* Start Passage to read *
A few years back my wife and I journeyed to Tahoe attending the 80th anniversary celebration of BMW motorcycles. BMW can sure throw a party when they want to.

One of the attractions at the three day event at Squaw Valley was the performance of stunt rider Jean-Pierre Goy. Have to tell you that guy is amazing. Not a big person, maybe 5'8" and 160 lbs. His riding included three motorcycles: an F650, an R12 cruiser, and, (I'll be damned) an LT.

He did everything imaginable on all three bikes: stood on the seat, did wheelies, faced backward, did handstands, stoppies, and turned all three bikes on a dime.

My reaction to all this was this dude really didn't need to figure out which bike was best; they were all equal to whatever he wanted to do on each of them.

But, not many of us are like Goy; the perfect rider. We have different requirements and maybe what we were watching in awe was literrally in a vacuum.

So, we all look for that perfect motorcycle: one that will provide a platform to execute that perfect turn, go thousands of miles towing a trailer, lean until the parts scrape, provide the cocoon of blissfully quiet riding, a radio, long range tankage, gobs of acceleration, light weight, great stability in the face of a stiff cross wind. And any of us can add to the list.

We are looking for the combination of the right features that, in sum, work out to the perfect motocycle - within the paramaters of our personal financial situations.

Enter the new generation of BMW motorcycles with all of their attractive "new features". New engine, new transmission, new front suspension, esa on the rear, canbus electronics, new rear drive, digital read-outs, etc. Appealing, correct?

Now, for a what-if; ok?

What if BMW had introduced both the K-S and the new GT at the same time? (I don't think the K-R owners would have faced this choice). Which of these two motorcyles would have been our choice?
* End Passage to read *
* Start Information shown *
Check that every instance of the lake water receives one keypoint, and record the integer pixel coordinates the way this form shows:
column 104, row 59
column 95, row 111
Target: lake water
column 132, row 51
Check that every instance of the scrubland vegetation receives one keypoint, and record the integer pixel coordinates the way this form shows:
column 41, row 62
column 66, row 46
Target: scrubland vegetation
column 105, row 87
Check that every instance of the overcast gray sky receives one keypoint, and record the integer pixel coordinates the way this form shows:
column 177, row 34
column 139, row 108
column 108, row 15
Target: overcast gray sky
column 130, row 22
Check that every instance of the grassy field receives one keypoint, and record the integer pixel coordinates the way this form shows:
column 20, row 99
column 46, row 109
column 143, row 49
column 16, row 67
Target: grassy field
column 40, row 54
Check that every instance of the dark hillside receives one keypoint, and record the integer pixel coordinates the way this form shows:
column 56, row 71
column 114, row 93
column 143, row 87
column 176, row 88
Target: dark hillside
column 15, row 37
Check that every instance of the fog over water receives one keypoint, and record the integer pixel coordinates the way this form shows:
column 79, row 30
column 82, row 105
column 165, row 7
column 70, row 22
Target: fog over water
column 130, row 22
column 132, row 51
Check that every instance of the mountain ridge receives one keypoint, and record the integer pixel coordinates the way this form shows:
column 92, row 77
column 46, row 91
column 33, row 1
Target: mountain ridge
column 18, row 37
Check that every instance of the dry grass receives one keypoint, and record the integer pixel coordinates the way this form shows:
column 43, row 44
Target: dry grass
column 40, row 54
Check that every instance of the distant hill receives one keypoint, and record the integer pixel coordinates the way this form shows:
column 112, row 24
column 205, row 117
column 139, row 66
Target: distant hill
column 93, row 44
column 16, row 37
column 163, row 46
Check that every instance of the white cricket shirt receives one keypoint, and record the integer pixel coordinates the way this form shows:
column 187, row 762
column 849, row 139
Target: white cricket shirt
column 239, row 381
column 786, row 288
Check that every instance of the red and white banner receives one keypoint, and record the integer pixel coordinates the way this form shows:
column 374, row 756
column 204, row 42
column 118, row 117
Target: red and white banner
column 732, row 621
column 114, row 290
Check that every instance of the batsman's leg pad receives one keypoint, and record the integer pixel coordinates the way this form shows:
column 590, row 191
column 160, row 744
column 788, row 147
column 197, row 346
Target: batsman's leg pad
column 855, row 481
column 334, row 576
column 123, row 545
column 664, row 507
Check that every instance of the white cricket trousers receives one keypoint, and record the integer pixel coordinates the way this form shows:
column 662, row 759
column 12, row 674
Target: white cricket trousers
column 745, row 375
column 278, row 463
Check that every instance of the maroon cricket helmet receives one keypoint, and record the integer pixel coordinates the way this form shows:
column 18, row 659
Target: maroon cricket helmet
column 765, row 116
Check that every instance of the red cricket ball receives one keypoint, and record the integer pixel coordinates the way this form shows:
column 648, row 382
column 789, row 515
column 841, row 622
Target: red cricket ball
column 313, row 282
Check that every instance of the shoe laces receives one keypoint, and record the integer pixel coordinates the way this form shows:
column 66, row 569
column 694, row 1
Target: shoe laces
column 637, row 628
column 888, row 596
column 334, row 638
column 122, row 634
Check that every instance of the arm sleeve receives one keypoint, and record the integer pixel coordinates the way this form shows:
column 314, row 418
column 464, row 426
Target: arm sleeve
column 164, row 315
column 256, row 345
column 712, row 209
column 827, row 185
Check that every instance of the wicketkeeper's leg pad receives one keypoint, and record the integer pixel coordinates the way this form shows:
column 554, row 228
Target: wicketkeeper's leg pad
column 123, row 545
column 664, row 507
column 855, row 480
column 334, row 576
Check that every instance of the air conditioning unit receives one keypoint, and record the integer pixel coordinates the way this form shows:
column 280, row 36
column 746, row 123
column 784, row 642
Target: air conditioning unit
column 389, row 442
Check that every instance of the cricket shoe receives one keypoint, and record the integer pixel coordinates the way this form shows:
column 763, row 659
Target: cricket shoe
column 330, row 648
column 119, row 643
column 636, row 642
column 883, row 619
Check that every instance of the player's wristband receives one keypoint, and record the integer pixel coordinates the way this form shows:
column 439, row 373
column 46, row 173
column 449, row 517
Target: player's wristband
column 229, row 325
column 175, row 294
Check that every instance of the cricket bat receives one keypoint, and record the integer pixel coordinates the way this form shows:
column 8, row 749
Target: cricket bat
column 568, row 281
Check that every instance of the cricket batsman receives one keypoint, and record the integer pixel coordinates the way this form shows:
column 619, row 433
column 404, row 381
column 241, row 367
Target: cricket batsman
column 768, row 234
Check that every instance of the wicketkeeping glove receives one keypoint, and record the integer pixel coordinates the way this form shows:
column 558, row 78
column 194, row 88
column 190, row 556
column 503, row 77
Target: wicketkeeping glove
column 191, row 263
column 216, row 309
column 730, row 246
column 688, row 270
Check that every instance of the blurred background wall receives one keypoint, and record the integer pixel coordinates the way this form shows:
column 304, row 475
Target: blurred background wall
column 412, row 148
* End Information shown *
* Start Information shown *
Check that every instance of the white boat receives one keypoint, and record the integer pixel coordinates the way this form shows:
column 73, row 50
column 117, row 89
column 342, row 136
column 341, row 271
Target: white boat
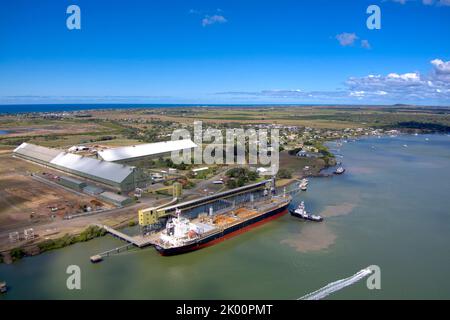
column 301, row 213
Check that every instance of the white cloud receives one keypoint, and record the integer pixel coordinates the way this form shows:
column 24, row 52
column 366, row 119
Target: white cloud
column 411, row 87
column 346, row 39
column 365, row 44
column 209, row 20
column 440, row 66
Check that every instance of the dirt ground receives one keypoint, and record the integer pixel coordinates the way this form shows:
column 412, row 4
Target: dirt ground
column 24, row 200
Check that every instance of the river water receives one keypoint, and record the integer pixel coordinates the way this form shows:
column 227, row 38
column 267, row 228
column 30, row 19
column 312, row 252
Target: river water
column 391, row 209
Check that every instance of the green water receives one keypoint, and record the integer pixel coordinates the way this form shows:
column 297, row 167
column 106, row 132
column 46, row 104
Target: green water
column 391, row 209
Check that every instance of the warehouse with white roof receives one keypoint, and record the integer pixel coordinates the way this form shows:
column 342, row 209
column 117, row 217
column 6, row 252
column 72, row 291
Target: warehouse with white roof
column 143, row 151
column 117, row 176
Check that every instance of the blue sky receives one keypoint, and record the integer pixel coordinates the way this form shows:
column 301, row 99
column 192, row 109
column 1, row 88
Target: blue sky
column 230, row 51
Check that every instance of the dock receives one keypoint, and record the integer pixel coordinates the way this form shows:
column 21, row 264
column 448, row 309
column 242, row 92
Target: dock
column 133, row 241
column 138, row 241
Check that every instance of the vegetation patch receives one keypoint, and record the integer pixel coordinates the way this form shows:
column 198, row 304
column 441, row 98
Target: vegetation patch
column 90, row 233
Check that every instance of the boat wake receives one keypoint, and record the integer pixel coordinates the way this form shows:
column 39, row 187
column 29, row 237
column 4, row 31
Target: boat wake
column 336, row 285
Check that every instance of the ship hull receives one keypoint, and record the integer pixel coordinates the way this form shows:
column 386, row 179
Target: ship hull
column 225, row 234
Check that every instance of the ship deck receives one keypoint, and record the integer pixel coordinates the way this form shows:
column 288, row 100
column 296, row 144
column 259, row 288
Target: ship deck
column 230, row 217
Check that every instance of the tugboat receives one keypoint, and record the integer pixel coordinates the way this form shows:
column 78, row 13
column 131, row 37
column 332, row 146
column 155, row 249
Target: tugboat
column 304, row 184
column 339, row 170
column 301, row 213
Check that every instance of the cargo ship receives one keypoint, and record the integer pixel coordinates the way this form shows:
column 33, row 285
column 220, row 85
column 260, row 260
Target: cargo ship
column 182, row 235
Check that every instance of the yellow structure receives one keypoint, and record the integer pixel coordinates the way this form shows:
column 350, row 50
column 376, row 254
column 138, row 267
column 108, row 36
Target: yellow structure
* End Information shown *
▸ Set of tasks
**a.** Which new features of the new generation of BMW motorcycles does the passage about the BMW rally list?
**b.** According to the passage about the BMW rally, where was the three-day event held?
**c.** Rewrite the stretch of the passage about the BMW rally from "A few years" through "bikes on a dime.", changing "wheelies" to "burnouts".

▸ Answers to the exercise
**a.**
New engine
New transmission
New front suspension
ESA on the rear
CANbus electronics
New rear drive
Digital read-outs

**b.** At Squaw Valley.

**c.**
A few years back my wife and I journeyed to Tahoe attending the 80th anniversary celebration of BMW motorcycles. BMW can sure throw a party when they want to.

One of the attractions at the three day event at Squaw Valley was the performance of stunt rider Jean-Pierre Goy. Have to tell you that guy is amazing. Not a big person, maybe 5'8" and 160 lbs. His riding included three motorcycles: an F650, an R12 cruiser, and, (I'll be damned) an LT.

He did everything imaginable on all three bikes: stood on the seat, did burnouts, faced backward, did handstands, stoppies, and turned all three bikes on a dime.